> **Record extracts**:
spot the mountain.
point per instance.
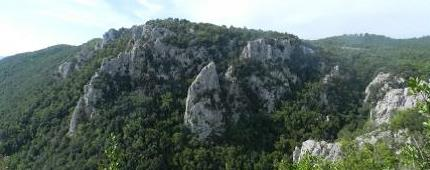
(173, 94)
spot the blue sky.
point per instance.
(28, 25)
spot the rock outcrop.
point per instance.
(273, 81)
(385, 95)
(259, 79)
(85, 54)
(328, 151)
(204, 110)
(85, 107)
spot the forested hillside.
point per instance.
(172, 94)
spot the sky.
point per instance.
(28, 25)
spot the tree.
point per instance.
(417, 154)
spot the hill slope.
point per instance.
(172, 94)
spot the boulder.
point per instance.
(203, 109)
(386, 94)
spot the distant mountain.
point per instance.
(173, 94)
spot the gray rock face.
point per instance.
(329, 151)
(110, 36)
(80, 59)
(85, 108)
(212, 100)
(273, 83)
(204, 112)
(267, 49)
(386, 94)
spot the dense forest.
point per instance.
(139, 123)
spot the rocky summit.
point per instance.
(173, 94)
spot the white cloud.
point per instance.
(47, 22)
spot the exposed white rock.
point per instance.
(79, 60)
(85, 107)
(267, 49)
(328, 151)
(203, 110)
(386, 94)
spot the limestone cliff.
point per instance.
(256, 79)
(385, 95)
(204, 110)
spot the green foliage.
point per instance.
(113, 154)
(146, 114)
(408, 119)
(417, 154)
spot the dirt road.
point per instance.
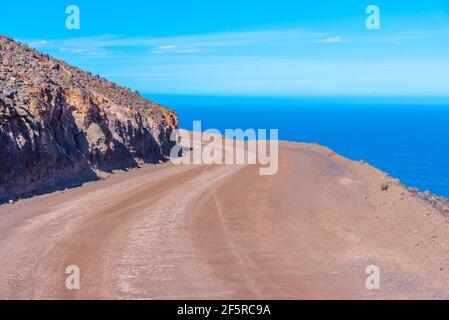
(225, 232)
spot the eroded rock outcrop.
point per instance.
(60, 125)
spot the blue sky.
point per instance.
(282, 47)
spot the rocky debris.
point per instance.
(389, 183)
(59, 124)
(384, 186)
(439, 203)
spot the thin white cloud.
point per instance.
(166, 49)
(337, 39)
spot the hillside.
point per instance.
(60, 125)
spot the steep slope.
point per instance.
(59, 124)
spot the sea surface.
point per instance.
(408, 139)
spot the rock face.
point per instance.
(60, 125)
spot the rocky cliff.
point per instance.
(60, 125)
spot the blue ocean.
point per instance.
(408, 139)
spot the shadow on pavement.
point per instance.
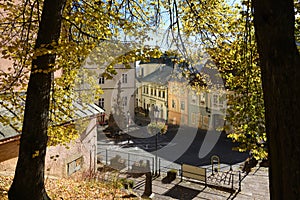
(222, 148)
(181, 192)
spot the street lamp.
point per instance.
(156, 115)
(128, 115)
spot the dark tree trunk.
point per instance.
(280, 61)
(28, 182)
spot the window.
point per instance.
(173, 103)
(124, 101)
(202, 98)
(74, 166)
(101, 80)
(101, 102)
(194, 99)
(217, 101)
(124, 78)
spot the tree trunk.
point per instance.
(28, 182)
(280, 61)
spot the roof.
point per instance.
(160, 76)
(11, 123)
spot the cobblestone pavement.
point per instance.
(255, 186)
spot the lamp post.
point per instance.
(128, 115)
(156, 115)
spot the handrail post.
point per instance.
(106, 155)
(240, 186)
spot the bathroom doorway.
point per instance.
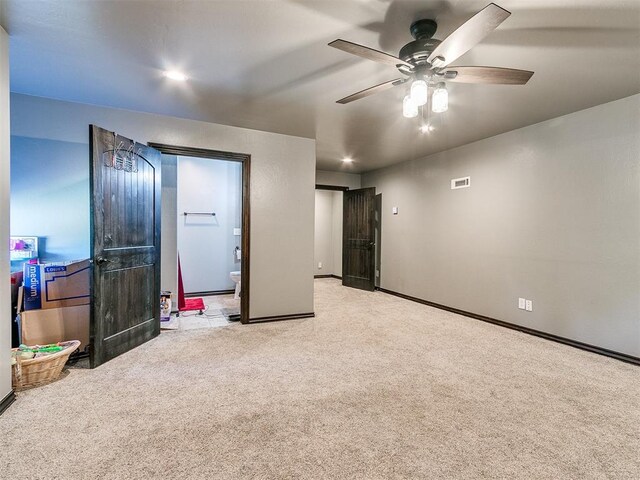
(205, 236)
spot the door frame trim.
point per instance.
(245, 243)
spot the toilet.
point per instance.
(235, 276)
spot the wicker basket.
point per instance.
(39, 371)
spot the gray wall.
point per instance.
(206, 244)
(552, 215)
(336, 232)
(5, 299)
(282, 185)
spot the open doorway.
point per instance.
(328, 231)
(205, 242)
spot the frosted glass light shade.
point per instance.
(440, 99)
(419, 92)
(409, 109)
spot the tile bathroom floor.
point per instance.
(211, 318)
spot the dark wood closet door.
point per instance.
(358, 248)
(125, 243)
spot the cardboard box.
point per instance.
(52, 325)
(55, 285)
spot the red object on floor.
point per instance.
(192, 304)
(181, 302)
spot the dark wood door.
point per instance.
(358, 247)
(125, 243)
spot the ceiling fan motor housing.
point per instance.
(418, 51)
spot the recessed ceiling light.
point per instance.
(175, 75)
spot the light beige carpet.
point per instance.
(373, 387)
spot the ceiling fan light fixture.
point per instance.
(440, 99)
(409, 108)
(419, 92)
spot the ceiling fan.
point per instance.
(426, 61)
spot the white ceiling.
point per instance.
(266, 65)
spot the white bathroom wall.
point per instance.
(282, 186)
(206, 244)
(5, 299)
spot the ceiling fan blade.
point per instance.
(468, 35)
(368, 53)
(488, 75)
(370, 91)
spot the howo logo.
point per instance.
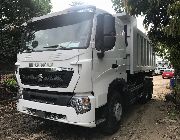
(44, 64)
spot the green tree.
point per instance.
(162, 17)
(13, 14)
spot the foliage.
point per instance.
(13, 14)
(162, 17)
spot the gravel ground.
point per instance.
(155, 120)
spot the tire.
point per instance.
(114, 114)
(147, 91)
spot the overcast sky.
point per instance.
(59, 5)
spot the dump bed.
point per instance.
(139, 52)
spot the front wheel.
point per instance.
(114, 113)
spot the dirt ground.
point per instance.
(155, 120)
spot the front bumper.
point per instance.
(69, 114)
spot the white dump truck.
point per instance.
(83, 66)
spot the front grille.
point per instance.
(48, 97)
(45, 77)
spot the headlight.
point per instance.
(80, 104)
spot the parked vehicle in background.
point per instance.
(168, 73)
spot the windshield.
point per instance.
(69, 31)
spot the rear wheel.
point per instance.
(114, 113)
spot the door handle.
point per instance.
(114, 66)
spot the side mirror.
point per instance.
(109, 42)
(105, 34)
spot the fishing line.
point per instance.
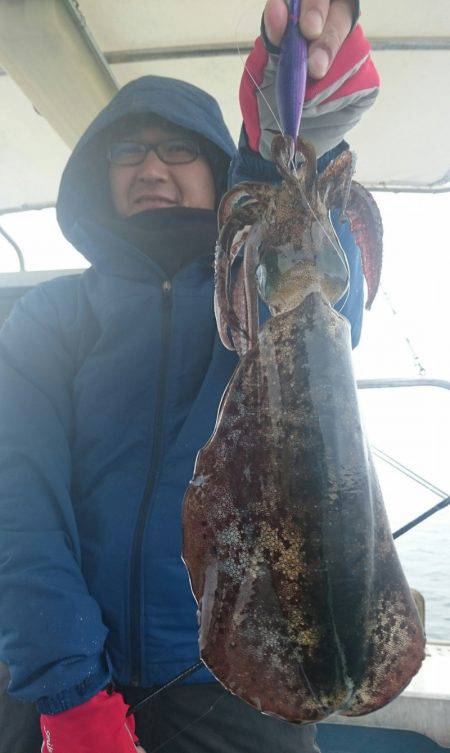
(190, 724)
(402, 330)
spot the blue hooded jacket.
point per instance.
(110, 383)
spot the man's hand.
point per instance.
(324, 23)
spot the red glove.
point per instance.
(98, 726)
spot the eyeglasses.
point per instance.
(170, 151)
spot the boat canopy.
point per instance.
(62, 60)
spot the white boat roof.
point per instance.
(93, 46)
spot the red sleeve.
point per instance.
(98, 726)
(351, 73)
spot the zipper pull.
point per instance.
(167, 294)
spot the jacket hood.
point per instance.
(84, 189)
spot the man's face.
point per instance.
(155, 185)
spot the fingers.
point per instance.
(324, 49)
(275, 20)
(325, 23)
(312, 17)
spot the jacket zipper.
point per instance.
(135, 611)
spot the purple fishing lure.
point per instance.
(291, 73)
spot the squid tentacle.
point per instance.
(226, 253)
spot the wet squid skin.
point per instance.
(304, 610)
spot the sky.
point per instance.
(406, 334)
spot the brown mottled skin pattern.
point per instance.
(304, 610)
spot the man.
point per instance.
(110, 384)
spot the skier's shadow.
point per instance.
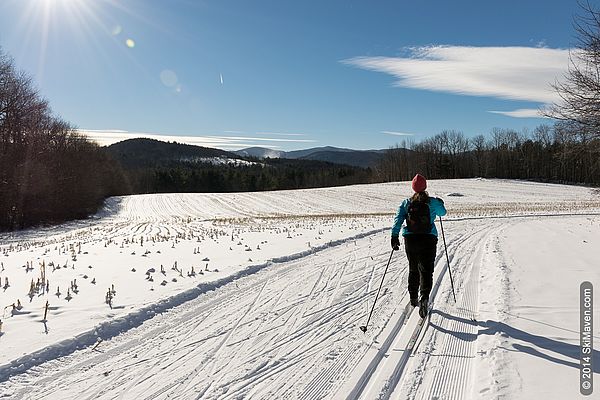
(491, 327)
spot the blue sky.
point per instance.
(291, 74)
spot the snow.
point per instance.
(281, 282)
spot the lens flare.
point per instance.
(168, 78)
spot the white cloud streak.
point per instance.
(397, 133)
(521, 113)
(108, 137)
(513, 73)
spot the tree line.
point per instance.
(260, 175)
(565, 152)
(48, 171)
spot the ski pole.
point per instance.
(364, 327)
(447, 259)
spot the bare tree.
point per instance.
(580, 90)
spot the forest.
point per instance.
(50, 173)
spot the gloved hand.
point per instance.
(395, 243)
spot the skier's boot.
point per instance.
(414, 301)
(423, 307)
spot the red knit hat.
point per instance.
(419, 183)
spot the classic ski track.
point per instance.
(449, 373)
(457, 242)
(291, 362)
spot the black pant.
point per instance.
(420, 251)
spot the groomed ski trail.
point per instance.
(390, 361)
(287, 331)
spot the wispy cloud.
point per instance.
(514, 73)
(397, 133)
(110, 136)
(521, 113)
(280, 134)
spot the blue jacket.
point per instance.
(436, 207)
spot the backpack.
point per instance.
(418, 218)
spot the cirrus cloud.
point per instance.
(513, 73)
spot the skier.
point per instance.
(420, 240)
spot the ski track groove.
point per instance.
(400, 370)
(285, 359)
(447, 357)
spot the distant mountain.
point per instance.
(355, 158)
(133, 153)
(336, 155)
(259, 152)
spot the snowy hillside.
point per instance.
(260, 295)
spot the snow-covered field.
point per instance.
(260, 295)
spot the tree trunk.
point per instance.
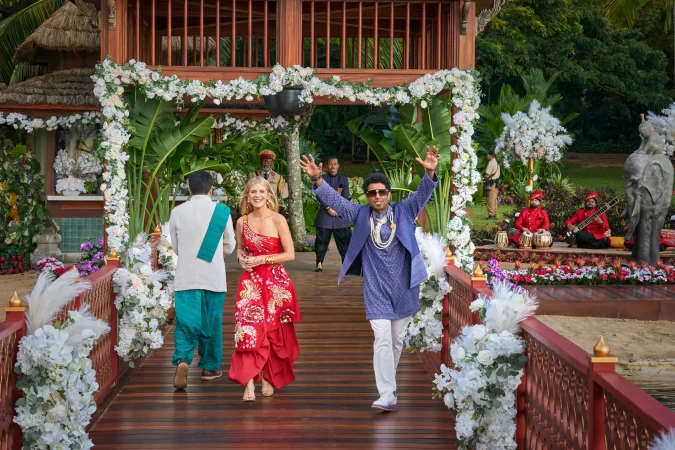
(295, 213)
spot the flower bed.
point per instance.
(566, 275)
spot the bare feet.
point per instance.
(268, 389)
(180, 378)
(249, 392)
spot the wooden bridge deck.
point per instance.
(327, 406)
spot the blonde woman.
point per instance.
(266, 307)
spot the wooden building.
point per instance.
(385, 43)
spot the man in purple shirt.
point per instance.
(384, 250)
(328, 221)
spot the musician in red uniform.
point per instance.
(532, 219)
(596, 233)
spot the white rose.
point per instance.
(477, 305)
(57, 413)
(484, 357)
(478, 332)
(449, 400)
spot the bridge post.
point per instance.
(600, 363)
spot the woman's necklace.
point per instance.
(375, 230)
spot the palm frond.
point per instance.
(17, 27)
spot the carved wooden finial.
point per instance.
(15, 301)
(601, 349)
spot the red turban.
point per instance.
(538, 195)
(267, 154)
(592, 195)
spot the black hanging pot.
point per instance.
(285, 103)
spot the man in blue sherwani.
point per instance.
(328, 221)
(384, 250)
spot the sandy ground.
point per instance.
(22, 283)
(643, 347)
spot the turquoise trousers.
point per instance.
(199, 323)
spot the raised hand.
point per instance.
(431, 159)
(309, 166)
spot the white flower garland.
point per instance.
(110, 79)
(488, 361)
(426, 328)
(29, 124)
(535, 134)
(168, 259)
(58, 383)
(466, 99)
(141, 301)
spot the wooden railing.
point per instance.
(220, 33)
(109, 368)
(567, 398)
(363, 34)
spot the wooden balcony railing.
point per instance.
(567, 399)
(218, 33)
(362, 34)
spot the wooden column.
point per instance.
(466, 58)
(113, 31)
(289, 32)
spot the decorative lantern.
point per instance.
(285, 103)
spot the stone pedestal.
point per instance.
(47, 247)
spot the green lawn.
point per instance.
(609, 177)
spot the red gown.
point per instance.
(598, 231)
(532, 219)
(266, 309)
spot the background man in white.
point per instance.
(200, 283)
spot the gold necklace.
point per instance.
(375, 231)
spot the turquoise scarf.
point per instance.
(214, 232)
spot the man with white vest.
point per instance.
(201, 233)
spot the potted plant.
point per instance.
(70, 187)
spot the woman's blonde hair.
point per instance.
(272, 202)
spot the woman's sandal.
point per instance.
(249, 392)
(268, 389)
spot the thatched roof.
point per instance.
(73, 27)
(72, 87)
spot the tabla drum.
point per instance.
(542, 239)
(502, 239)
(525, 240)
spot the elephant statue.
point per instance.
(648, 179)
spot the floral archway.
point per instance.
(111, 79)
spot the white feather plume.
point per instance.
(50, 295)
(664, 441)
(87, 324)
(508, 307)
(433, 250)
(158, 276)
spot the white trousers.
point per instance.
(389, 335)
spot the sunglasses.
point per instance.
(375, 192)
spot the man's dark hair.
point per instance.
(200, 182)
(374, 178)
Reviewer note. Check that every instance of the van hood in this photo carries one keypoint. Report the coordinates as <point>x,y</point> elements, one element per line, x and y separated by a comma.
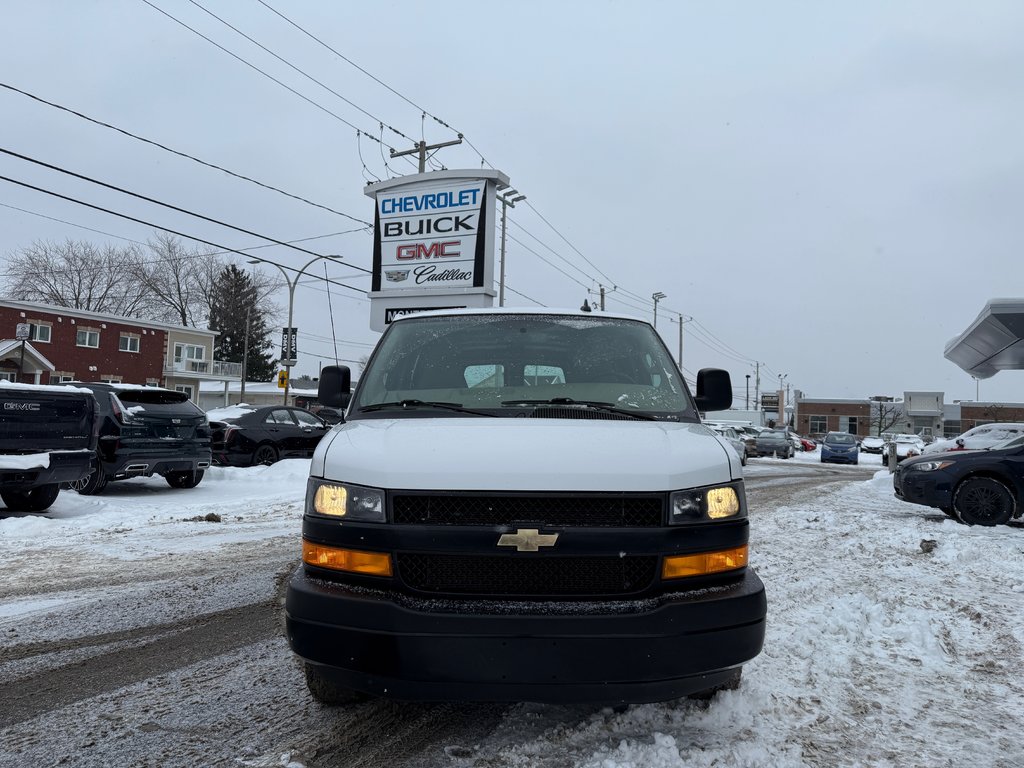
<point>512,454</point>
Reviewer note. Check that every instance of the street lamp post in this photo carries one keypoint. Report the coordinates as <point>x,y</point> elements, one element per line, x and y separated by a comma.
<point>508,199</point>
<point>291,303</point>
<point>657,297</point>
<point>781,399</point>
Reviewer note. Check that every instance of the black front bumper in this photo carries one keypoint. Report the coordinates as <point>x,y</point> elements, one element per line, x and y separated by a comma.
<point>930,488</point>
<point>143,458</point>
<point>65,466</point>
<point>602,652</point>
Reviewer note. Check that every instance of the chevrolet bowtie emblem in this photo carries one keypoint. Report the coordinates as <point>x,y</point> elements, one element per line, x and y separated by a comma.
<point>527,540</point>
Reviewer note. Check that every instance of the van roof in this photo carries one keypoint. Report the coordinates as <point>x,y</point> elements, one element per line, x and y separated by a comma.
<point>519,310</point>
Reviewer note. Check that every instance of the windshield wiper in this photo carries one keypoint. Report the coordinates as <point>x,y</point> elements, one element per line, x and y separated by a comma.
<point>596,404</point>
<point>421,403</point>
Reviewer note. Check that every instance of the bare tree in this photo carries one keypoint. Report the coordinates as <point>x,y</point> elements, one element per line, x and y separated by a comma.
<point>885,415</point>
<point>175,276</point>
<point>79,275</point>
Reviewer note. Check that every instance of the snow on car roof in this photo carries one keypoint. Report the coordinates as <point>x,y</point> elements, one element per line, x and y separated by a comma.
<point>42,387</point>
<point>518,310</point>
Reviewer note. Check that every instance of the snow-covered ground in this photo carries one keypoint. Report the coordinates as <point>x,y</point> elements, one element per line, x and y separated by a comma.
<point>894,635</point>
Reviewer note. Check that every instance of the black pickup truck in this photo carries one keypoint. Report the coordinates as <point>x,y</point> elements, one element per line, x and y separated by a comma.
<point>47,437</point>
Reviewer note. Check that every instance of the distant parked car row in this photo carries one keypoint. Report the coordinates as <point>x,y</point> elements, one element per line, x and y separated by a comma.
<point>136,431</point>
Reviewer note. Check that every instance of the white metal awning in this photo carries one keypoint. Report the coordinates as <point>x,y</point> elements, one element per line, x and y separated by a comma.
<point>993,342</point>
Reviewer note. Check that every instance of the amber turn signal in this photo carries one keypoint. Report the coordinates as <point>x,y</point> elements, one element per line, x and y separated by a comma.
<point>705,563</point>
<point>353,561</point>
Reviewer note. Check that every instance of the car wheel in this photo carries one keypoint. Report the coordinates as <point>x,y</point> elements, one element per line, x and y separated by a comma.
<point>265,454</point>
<point>92,484</point>
<point>730,684</point>
<point>327,691</point>
<point>31,500</point>
<point>983,501</point>
<point>185,479</point>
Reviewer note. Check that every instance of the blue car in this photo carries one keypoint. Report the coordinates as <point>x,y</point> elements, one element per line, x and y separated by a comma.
<point>840,448</point>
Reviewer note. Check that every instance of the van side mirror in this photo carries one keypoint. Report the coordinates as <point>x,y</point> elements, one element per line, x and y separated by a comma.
<point>335,386</point>
<point>714,389</point>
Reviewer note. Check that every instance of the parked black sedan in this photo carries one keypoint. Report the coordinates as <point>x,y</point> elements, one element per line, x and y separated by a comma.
<point>775,442</point>
<point>978,487</point>
<point>265,434</point>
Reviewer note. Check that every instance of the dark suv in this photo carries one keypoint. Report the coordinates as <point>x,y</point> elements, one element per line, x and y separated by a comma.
<point>146,431</point>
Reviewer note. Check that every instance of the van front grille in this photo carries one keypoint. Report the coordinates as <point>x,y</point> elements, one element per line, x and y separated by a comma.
<point>567,510</point>
<point>513,576</point>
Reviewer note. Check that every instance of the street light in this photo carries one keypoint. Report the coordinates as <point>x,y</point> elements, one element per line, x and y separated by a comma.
<point>291,301</point>
<point>508,198</point>
<point>657,297</point>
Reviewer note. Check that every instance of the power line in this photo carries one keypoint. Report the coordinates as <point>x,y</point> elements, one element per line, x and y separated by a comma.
<point>592,264</point>
<point>553,266</point>
<point>183,155</point>
<point>552,250</point>
<point>301,72</point>
<point>365,72</point>
<point>211,220</point>
<point>257,69</point>
<point>512,290</point>
<point>146,245</point>
<point>157,226</point>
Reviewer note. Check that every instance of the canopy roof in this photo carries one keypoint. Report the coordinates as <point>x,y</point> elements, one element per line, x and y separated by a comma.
<point>993,342</point>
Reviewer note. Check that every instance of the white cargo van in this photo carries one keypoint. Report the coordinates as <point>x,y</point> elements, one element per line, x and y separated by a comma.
<point>523,505</point>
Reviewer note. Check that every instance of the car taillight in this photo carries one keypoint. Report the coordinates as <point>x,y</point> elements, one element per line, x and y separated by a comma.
<point>120,412</point>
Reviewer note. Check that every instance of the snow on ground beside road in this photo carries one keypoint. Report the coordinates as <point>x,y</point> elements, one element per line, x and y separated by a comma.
<point>877,652</point>
<point>145,516</point>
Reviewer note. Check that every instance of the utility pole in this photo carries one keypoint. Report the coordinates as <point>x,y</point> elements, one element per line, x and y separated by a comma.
<point>657,297</point>
<point>781,399</point>
<point>680,342</point>
<point>757,386</point>
<point>422,147</point>
<point>508,198</point>
<point>245,356</point>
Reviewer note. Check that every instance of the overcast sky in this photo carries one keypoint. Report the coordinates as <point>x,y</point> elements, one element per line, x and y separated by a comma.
<point>834,190</point>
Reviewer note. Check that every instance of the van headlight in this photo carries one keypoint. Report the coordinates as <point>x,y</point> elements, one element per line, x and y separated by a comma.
<point>929,466</point>
<point>707,504</point>
<point>344,501</point>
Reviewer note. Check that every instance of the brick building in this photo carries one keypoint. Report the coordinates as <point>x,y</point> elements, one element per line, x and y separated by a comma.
<point>75,344</point>
<point>815,417</point>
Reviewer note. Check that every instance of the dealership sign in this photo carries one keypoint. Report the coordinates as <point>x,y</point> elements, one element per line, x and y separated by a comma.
<point>433,242</point>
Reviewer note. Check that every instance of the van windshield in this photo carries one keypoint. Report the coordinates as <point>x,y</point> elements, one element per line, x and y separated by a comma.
<point>502,364</point>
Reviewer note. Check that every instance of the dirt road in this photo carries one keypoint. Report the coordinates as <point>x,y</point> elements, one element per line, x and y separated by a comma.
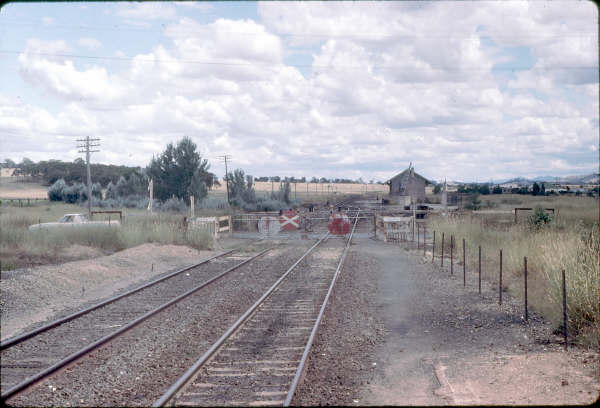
<point>441,344</point>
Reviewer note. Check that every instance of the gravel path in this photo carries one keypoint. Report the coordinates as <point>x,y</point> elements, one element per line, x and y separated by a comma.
<point>138,367</point>
<point>436,343</point>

> **Aim**: Substitute "marker" for "keypoint" in the part of the listing that opens with the line containing "Reviewer note. Check that every instance of the van windshield" and closes with the line containing "<point>441,344</point>", and reproduce those lines with nothing else changed. Leave the pictures out of your answer.

> **Finished exercise**:
Reviewer note. Check that every instance of the van windshield in this photo carries one marker. Report the coordinates as <point>x,y</point> elements, one element per line, x and y separated by a comma.
<point>502,364</point>
Reviewer note. Check that every instance of the dirt road in this photo carries one marker. Report the coordinates as <point>x,y</point> elements, one element per line, x and y separated by a comma.
<point>441,344</point>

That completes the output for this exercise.